* [QUOTED PASSAGE]:
----------------------------------------
A study published in the Proceedings of the National Academy of Sciences last month supports Lima’s contention about Brazil.

Planned expansion of biofuel production in the country would displace more than 14,000 square kilometers of food cropland, and thousands more square kilometers of cattle rangelands, the authors, from Germany and UNEP in Kenya, write. To support food and livestock needs, some of those rangelands would expand into areas that are currently forested; clearly the food and environmental concerns with biofuel production are tightly interwoven.

Malaysian Palm Oil

In Malaysia, another new law will require that all vehicles in the country run on biofuel involving five percent processed palm oil by next year. The oil palm does not necessarily compete with food crops, but its production in Malaysia and Indonesia has come at the expense of huge swaths of those countries’ tropical rainforests.

Because of the clear-cutting and forest burning, many analyses have shown that palm oil for biofuel does not actually provide any environmental benefit.

“It’s certainly not what you would call green,” Duxbury said. “You’re not reducing emissions of greenhouse gases, you’re increasing them dramatically.”

Malaysia follows only Indonesia in palm oil production — the two countries together account for 85 percent of global production — and the new law will likely increase the country’s push for even more development. Malaysia’s Commodities Minister, Bernard Dompok, acknowledged “one of the challenges is meeting the sustainability criteria that are being debated worldwide.” Still, he defended the new law, saying biodiesel would actual reduce greenhouse gas emissions.

Oil palm has to its advantage a drastically better yield of biofuel per acre than other feedstocks like soy, rapeseed and coconut oil. This makes it especially lucrative for oil palm farmers. Even aside from the greenhouse emission damages the industry can create, though, burning and clear cutting the forests has already put many species of animal such as the Sumatran tiger at risk.

“It’s amazing how the Malaysian government just denies that there are these huge atrocities going on with their palm oil plantations,” said Kate McMahon, the Energy Policy Campaigner at the non-profit Friends of the Earth.

Lowering EU Biofuel Demand

With some of those concerns in mind, the EU is backtracking on its biofuel stance. A report released Thursday found that indirect effects of biofuel production do offset some of the emissions benefits compared with fossil fuels. Although in 2008 EU leaders espoused a goal of 10 percent biofuel volume in vehicles by 2020, the report says that only if the currently used 5.6 percent remains as is will the negatives of biofuel production be kept at bay.
----------------------------------------
* [PROBLEMS AND TASKS]:
a - Name every country mentioned in the biofuel passage.
b - Continue the biofuel passage, picking up right after its final sentence about the EU report.
The material below comes from a different source than the biofuel passage.

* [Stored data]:
----------------------------------------
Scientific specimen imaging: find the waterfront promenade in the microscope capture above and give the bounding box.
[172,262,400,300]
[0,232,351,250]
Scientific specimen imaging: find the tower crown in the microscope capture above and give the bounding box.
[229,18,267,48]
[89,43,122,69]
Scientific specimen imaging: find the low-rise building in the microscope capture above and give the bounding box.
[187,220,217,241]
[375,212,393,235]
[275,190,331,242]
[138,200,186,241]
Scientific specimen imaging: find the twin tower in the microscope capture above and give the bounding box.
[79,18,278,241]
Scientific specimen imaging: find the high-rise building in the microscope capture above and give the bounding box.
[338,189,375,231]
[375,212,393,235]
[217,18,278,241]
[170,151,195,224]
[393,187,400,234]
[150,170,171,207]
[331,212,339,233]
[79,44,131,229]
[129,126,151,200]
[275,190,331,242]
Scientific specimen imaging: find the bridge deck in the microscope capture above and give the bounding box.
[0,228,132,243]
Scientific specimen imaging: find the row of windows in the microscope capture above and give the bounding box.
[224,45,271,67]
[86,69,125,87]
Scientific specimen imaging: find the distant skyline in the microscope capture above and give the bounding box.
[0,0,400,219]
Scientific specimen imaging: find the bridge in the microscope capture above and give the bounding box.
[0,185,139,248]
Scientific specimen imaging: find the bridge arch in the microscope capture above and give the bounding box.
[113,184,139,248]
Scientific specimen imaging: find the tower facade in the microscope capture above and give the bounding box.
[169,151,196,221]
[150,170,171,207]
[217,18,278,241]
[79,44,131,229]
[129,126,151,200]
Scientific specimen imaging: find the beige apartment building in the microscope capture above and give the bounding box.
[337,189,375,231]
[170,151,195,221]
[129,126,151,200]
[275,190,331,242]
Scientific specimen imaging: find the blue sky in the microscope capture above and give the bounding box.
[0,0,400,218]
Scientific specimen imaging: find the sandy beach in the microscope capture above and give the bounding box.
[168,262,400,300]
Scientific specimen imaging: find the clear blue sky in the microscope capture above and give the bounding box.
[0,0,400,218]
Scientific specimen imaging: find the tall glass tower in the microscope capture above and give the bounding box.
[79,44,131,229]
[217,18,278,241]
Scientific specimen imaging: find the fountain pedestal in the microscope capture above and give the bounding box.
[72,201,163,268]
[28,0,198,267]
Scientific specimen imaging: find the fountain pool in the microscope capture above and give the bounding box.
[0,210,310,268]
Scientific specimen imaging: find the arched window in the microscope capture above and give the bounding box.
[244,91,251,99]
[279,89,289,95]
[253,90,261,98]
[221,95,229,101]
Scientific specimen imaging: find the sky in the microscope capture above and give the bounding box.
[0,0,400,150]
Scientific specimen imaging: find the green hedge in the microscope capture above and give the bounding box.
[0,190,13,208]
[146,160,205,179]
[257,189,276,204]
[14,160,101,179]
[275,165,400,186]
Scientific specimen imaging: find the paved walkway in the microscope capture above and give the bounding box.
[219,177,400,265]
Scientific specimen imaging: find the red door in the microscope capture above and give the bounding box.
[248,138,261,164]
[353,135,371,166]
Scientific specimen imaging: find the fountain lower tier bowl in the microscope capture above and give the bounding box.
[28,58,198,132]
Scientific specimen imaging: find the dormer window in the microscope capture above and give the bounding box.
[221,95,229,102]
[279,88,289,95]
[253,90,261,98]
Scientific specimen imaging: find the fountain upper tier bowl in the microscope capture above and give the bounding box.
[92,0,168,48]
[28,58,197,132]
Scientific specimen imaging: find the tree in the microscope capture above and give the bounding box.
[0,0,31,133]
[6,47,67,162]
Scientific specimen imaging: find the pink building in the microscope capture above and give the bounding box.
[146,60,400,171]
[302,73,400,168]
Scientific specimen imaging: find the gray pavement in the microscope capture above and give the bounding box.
----------------------------------------
* [THE RESPONSES]:
a - Brazil, Germany, Kenya, Malaysia, Indonesia

b -
According to Lima, when developed regions like the EU increase their biofuel usage, it can have economic impacts in the developing world.

“The U.S. and the EU have their production but they are still net importers, so for developing countries whose economy is based on agricultural exports, this is a great incentive,” he said.

McMahon said that the EU has been slowly moving away from importing damaging crops like palm oil.

“As Europe becomes wiser to the fact that they don’t want to be importing this type of palm oil for its biodiesel, then the Malaysians want to figure out how they can use it themselves,” she said of the new vehicles law. “Hopefully people would just go back to producing food for themselves rather than producing fuel for our SUVs. That would be ideal.”

Second-Gen Biofuel Taking Time

In the U.S., increased scrutiny on corn and other first-generation biofuel crops have led to a recent burst in activity toward second-generation feedstocks such as algae, or municipal waste.

“I think that with any biofuel, even the advanced stuff, you really have to look at the whole suite of issues that come along with it and make sure you’re avoiding some of these catastrophic impacts,” McMahon said. “Corn is easy and cheap, and unless we stop supporting corn ethanol and changing our policies in order to ensure that we actually get to these so-called second generation biofuels, we’re not going to get there. The policy is not set up to get us there.”

One of the major obstacles to the newer feedstocks has been cost. If algae or waste-to-energy methods, or other possibilities, could come down in production costs, they could begin to compete with corn, sugarcane and oil palm for a share of the global biofuel pie.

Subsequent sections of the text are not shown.